** Requirement **
Set out every line of the items below as a Markdown table with two columns, Number and Content. Number each row and skip blank lines.

** Records provided **

──────────

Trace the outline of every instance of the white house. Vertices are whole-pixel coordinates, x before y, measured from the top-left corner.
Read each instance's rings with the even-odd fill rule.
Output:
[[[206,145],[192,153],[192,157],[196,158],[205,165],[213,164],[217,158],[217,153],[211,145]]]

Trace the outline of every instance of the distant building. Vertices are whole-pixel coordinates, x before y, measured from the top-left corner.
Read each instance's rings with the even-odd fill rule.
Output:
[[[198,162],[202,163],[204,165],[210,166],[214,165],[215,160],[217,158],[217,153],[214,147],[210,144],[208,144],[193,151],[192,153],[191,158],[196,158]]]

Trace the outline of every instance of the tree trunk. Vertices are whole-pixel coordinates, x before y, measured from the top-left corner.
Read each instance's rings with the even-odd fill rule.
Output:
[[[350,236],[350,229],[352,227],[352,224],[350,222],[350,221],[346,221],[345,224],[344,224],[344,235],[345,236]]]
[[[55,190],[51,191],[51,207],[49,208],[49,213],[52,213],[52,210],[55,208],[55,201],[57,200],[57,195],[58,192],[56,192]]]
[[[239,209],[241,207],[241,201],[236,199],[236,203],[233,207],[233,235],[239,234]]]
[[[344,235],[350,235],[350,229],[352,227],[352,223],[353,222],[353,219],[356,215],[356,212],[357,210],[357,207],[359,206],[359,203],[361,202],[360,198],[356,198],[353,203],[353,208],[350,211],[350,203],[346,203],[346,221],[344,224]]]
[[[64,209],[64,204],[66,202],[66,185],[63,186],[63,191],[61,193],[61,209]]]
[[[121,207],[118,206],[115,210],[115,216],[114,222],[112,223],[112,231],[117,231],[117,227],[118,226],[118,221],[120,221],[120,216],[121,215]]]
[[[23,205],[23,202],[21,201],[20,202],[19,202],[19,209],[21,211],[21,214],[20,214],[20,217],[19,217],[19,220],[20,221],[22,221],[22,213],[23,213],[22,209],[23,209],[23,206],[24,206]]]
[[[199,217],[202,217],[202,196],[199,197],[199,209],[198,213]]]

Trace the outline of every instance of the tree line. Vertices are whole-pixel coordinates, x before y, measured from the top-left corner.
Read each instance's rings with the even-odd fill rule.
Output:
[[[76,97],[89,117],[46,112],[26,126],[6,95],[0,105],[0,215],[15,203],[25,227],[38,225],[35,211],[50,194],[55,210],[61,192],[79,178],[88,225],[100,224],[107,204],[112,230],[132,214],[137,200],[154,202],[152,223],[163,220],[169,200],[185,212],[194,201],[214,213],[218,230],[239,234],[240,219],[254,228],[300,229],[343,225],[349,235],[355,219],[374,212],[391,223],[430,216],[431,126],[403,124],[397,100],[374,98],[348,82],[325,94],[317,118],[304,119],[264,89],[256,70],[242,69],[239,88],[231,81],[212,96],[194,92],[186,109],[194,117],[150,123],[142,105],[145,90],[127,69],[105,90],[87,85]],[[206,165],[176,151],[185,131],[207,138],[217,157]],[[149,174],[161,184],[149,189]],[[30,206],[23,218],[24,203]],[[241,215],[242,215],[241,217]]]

──────────

** The completed task **
| Number | Content |
|---|---|
| 1 | Trace the outline of every instance of the white house. Vertices are whole-pixel coordinates, x before y, measured from the top-left corner. |
| 2 | Read each instance's rings with the even-odd fill rule. |
| 3 | Output: |
| 4 | [[[206,145],[192,153],[192,157],[196,158],[205,165],[213,164],[217,158],[217,153],[211,145]]] |
| 5 | Trace the outline of every instance of the distant building. Vertices are whole-pixel coordinates, x before y, measured from the top-left corner. |
| 6 | Read each instance's rings with the even-odd fill rule. |
| 7 | Output: |
| 8 | [[[198,162],[202,163],[204,165],[210,166],[214,165],[215,160],[217,158],[217,153],[214,147],[210,144],[208,144],[193,151],[192,153],[191,158],[196,158]]] |
| 9 | Trace the outline of every instance of the tree trunk. Vertices are whole-pixel coordinates, x before y, measured from the top-left corner. |
| 10 | Read each instance's rings with the even-odd fill rule. |
| 11 | Output: |
| 12 | [[[350,236],[350,229],[352,227],[352,224],[350,222],[350,221],[346,221],[345,224],[344,224],[344,235],[345,236]]] |
| 13 | [[[55,190],[51,191],[51,207],[49,208],[49,213],[52,213],[52,210],[55,208],[55,201],[57,200],[57,195],[58,192],[56,192]]] |
| 14 | [[[239,209],[241,207],[241,201],[236,199],[236,203],[233,207],[233,235],[239,234]]] |
| 15 | [[[344,235],[350,235],[350,229],[352,227],[352,223],[353,222],[353,219],[356,215],[356,212],[357,210],[357,207],[359,206],[359,203],[361,202],[360,198],[356,198],[353,203],[353,208],[350,211],[350,203],[346,203],[346,221],[344,224]]] |
| 16 | [[[64,209],[64,204],[66,202],[66,185],[63,186],[63,191],[61,193],[61,209]]] |
| 17 | [[[121,207],[118,206],[115,210],[115,216],[114,222],[112,223],[112,231],[117,231],[117,227],[118,226],[118,221],[120,221],[120,216],[121,215]]] |
| 18 | [[[23,205],[23,202],[21,201],[20,202],[19,202],[19,209],[21,211],[21,214],[20,214],[20,217],[19,217],[19,220],[20,221],[22,221],[22,213],[23,213],[22,209],[23,209],[23,206],[24,206]]] |
| 19 | [[[199,217],[202,217],[202,196],[199,197],[199,209],[198,213]]] |
| 20 | Trace the outline of every instance of the tree line. Vertices are whole-pixel coordinates, x before y, measured from the top-left corner. |
| 21 | Read each instance's rings with the even-odd fill rule. |
| 22 | Output: |
| 23 | [[[76,97],[89,117],[46,112],[26,126],[6,95],[0,105],[0,215],[15,203],[25,227],[38,225],[35,211],[50,194],[55,210],[61,192],[79,178],[88,225],[100,224],[107,204],[112,230],[132,214],[137,200],[154,202],[152,223],[163,220],[169,200],[185,212],[194,201],[214,213],[218,230],[239,234],[240,219],[254,228],[300,229],[343,225],[349,235],[355,219],[374,212],[391,223],[430,216],[431,126],[403,124],[397,100],[374,98],[348,82],[325,94],[317,118],[304,119],[264,89],[256,70],[242,69],[239,88],[231,81],[212,96],[194,92],[186,109],[194,117],[150,123],[142,105],[145,90],[127,69],[105,90],[87,85]],[[206,165],[176,151],[185,131],[207,138],[217,157]],[[149,174],[161,184],[149,189]],[[30,206],[23,218],[24,203]],[[241,215],[242,215],[241,217]]] |